▸ **AIM OF THE TASK**:
Find each line in the entries below that contains the word "mask", and copy those lines.

━━━ DATA

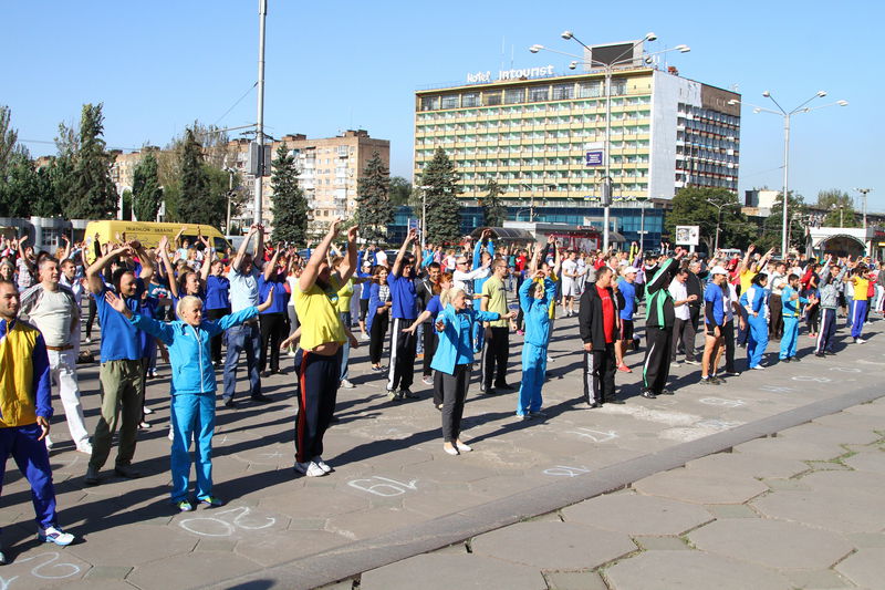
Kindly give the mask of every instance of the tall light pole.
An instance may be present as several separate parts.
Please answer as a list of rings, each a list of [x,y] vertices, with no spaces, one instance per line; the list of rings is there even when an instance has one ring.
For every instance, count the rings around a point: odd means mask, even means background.
[[[256,142],[259,146],[256,175],[254,222],[261,222],[261,193],[264,188],[264,21],[268,19],[268,0],[258,0],[258,125]]]
[[[591,48],[585,45],[580,39],[577,39],[572,31],[563,31],[560,37],[562,37],[565,40],[573,39],[579,44],[581,44],[581,46],[583,46],[585,50],[590,51],[591,54],[592,54]],[[601,200],[602,200],[602,207],[603,207],[603,226],[604,226],[603,227],[603,238],[602,238],[603,251],[607,251],[608,250],[608,224],[610,224],[610,218],[608,217],[610,217],[610,211],[611,211],[611,207],[612,207],[612,174],[611,174],[612,168],[611,168],[611,156],[610,156],[611,137],[612,137],[612,74],[613,74],[614,69],[616,66],[631,64],[631,63],[634,63],[636,61],[633,56],[624,59],[625,55],[628,55],[628,54],[632,55],[633,51],[641,43],[643,43],[645,41],[655,41],[656,39],[657,39],[657,35],[655,33],[650,33],[650,32],[646,33],[645,37],[643,37],[639,41],[636,41],[635,43],[633,43],[633,45],[629,49],[627,49],[626,51],[624,51],[623,53],[617,55],[614,60],[612,60],[611,62],[607,62],[607,63],[606,62],[596,61],[596,60],[593,60],[593,59],[582,58],[580,55],[573,55],[571,53],[565,53],[563,51],[556,51],[556,50],[553,50],[553,49],[550,49],[550,48],[545,48],[543,45],[532,45],[532,46],[529,48],[529,51],[531,51],[532,53],[538,53],[541,50],[545,50],[545,51],[552,51],[553,53],[561,53],[563,55],[569,55],[571,58],[577,58],[576,61],[573,61],[573,62],[571,62],[569,64],[569,68],[571,70],[574,70],[577,66],[577,64],[581,63],[581,64],[584,64],[584,65],[590,65],[592,68],[602,68],[603,72],[605,73],[605,143],[604,143],[604,149],[603,149],[604,158],[605,158],[605,161],[604,161],[605,176],[603,177],[602,190],[601,190],[601,195],[600,195],[602,197]],[[652,55],[656,55],[656,54],[659,54],[659,53],[666,53],[668,51],[679,51],[681,53],[688,53],[689,51],[691,51],[691,49],[688,45],[676,45],[675,48],[666,49],[664,51],[657,51],[657,52],[654,52],[654,53],[646,54],[644,61],[646,63],[650,63],[652,62]]]
[[[749,106],[752,106],[753,113],[770,113],[772,115],[780,115],[783,117],[783,193],[781,197],[781,200],[783,201],[783,221],[782,221],[782,236],[781,236],[781,253],[782,256],[787,256],[787,252],[789,251],[790,247],[790,227],[788,221],[789,219],[788,209],[790,200],[788,198],[789,195],[788,182],[790,178],[790,118],[799,113],[809,113],[811,111],[816,111],[818,108],[824,108],[826,106],[833,106],[833,105],[846,106],[848,104],[848,101],[836,101],[834,103],[824,104],[821,106],[805,106],[814,99],[823,99],[824,96],[826,96],[826,91],[820,90],[816,93],[814,93],[814,96],[803,102],[792,111],[788,112],[780,105],[780,103],[778,103],[778,101],[774,100],[774,96],[771,95],[771,92],[764,91],[762,93],[762,96],[764,96],[766,99],[770,99],[771,102],[773,102],[777,105],[778,110],[774,111],[771,108],[766,108],[763,106],[757,106],[750,103],[742,103],[742,104],[748,104]],[[728,101],[728,104],[731,105],[741,104],[741,101],[732,99]]]
[[[864,229],[866,229],[866,195],[867,195],[867,193],[870,193],[873,189],[872,188],[855,188],[855,190],[864,196]]]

━━━━━━

▸ **THE OUTPUT**:
Kindly give the mask of every instance of the tall light pole.
For every instance, count the rings around a point: odd means mask, even means background.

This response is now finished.